• **Work required**:
Give only the number of lines in the listing below that contain the string "logo".

• **Data rows**:
——
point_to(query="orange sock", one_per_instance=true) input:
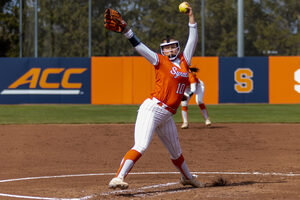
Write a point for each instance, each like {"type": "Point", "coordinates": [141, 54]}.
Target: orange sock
{"type": "Point", "coordinates": [132, 156]}
{"type": "Point", "coordinates": [184, 114]}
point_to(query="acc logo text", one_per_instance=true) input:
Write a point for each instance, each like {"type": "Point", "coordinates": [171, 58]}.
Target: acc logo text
{"type": "Point", "coordinates": [38, 78]}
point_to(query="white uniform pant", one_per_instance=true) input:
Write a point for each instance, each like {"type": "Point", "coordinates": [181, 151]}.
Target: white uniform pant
{"type": "Point", "coordinates": [199, 93]}
{"type": "Point", "coordinates": [154, 118]}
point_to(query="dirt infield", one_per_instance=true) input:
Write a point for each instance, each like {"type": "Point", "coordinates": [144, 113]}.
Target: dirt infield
{"type": "Point", "coordinates": [235, 161]}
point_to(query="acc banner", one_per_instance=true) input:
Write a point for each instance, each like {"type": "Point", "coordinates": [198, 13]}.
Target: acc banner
{"type": "Point", "coordinates": [244, 80]}
{"type": "Point", "coordinates": [45, 80]}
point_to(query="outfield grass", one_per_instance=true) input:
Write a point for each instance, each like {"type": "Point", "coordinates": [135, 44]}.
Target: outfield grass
{"type": "Point", "coordinates": [94, 114]}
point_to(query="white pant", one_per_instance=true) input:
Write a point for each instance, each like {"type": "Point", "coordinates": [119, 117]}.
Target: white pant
{"type": "Point", "coordinates": [153, 118]}
{"type": "Point", "coordinates": [199, 93]}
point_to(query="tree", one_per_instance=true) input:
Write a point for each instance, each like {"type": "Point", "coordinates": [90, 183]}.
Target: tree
{"type": "Point", "coordinates": [9, 29]}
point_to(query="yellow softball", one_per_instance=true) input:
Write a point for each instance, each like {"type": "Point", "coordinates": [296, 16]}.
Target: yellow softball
{"type": "Point", "coordinates": [183, 7]}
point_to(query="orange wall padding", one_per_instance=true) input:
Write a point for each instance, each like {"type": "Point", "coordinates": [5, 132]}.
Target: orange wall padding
{"type": "Point", "coordinates": [130, 80]}
{"type": "Point", "coordinates": [284, 79]}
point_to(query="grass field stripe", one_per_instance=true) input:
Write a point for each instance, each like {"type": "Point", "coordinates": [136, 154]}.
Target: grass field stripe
{"type": "Point", "coordinates": [43, 198]}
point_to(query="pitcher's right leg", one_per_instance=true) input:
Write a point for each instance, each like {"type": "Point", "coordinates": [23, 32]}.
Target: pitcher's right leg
{"type": "Point", "coordinates": [143, 133]}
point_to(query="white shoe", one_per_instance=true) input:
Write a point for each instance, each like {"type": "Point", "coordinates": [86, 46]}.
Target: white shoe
{"type": "Point", "coordinates": [193, 182]}
{"type": "Point", "coordinates": [117, 183]}
{"type": "Point", "coordinates": [207, 122]}
{"type": "Point", "coordinates": [185, 125]}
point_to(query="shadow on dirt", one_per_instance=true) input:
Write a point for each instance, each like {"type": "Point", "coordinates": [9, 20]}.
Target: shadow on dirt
{"type": "Point", "coordinates": [154, 192]}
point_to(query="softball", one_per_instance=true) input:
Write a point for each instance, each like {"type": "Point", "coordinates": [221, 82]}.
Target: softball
{"type": "Point", "coordinates": [183, 7]}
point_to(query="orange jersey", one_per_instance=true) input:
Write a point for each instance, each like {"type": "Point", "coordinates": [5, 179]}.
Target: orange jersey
{"type": "Point", "coordinates": [170, 81]}
{"type": "Point", "coordinates": [192, 78]}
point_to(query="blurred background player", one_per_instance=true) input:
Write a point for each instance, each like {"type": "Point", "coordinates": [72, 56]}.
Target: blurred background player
{"type": "Point", "coordinates": [156, 113]}
{"type": "Point", "coordinates": [196, 86]}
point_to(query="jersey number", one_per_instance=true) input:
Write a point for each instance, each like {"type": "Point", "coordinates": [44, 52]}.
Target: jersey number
{"type": "Point", "coordinates": [297, 79]}
{"type": "Point", "coordinates": [180, 88]}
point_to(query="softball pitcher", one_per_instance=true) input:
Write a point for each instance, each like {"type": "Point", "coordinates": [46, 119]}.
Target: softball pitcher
{"type": "Point", "coordinates": [196, 86]}
{"type": "Point", "coordinates": [155, 113]}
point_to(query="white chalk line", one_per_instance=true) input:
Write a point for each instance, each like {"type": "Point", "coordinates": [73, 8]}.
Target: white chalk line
{"type": "Point", "coordinates": [291, 174]}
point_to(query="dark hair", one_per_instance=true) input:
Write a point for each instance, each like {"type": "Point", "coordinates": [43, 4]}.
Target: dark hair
{"type": "Point", "coordinates": [194, 69]}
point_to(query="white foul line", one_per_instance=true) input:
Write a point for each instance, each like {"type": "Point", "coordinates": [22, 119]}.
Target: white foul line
{"type": "Point", "coordinates": [122, 191]}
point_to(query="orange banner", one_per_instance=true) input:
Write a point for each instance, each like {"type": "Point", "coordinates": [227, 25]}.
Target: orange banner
{"type": "Point", "coordinates": [284, 80]}
{"type": "Point", "coordinates": [130, 80]}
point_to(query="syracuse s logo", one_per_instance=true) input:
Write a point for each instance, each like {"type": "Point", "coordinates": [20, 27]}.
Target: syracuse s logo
{"type": "Point", "coordinates": [243, 80]}
{"type": "Point", "coordinates": [36, 77]}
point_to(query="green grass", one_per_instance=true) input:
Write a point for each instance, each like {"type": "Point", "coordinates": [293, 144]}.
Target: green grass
{"type": "Point", "coordinates": [93, 114]}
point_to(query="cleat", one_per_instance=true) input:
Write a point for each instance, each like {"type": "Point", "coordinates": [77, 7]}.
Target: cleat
{"type": "Point", "coordinates": [193, 182]}
{"type": "Point", "coordinates": [185, 125]}
{"type": "Point", "coordinates": [117, 183]}
{"type": "Point", "coordinates": [207, 122]}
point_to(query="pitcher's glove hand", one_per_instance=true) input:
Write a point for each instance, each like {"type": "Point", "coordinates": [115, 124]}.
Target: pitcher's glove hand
{"type": "Point", "coordinates": [113, 21]}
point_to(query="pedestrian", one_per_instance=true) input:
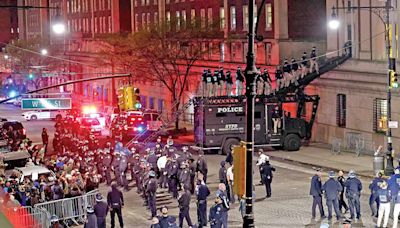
——
• **Exercise response**:
4